*TASK DETAILS*. Print the line containing "write each as" and every line after it exactly as written, through the end of the records.

*** Opening DATA PROVIDED ***

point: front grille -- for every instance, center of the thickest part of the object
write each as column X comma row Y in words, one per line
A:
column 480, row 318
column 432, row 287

*** Closing DATA PROVIDED ***

*RESPONSE AREA*.
write each as column X comma row Y in words, one per line
A:
column 480, row 318
column 432, row 287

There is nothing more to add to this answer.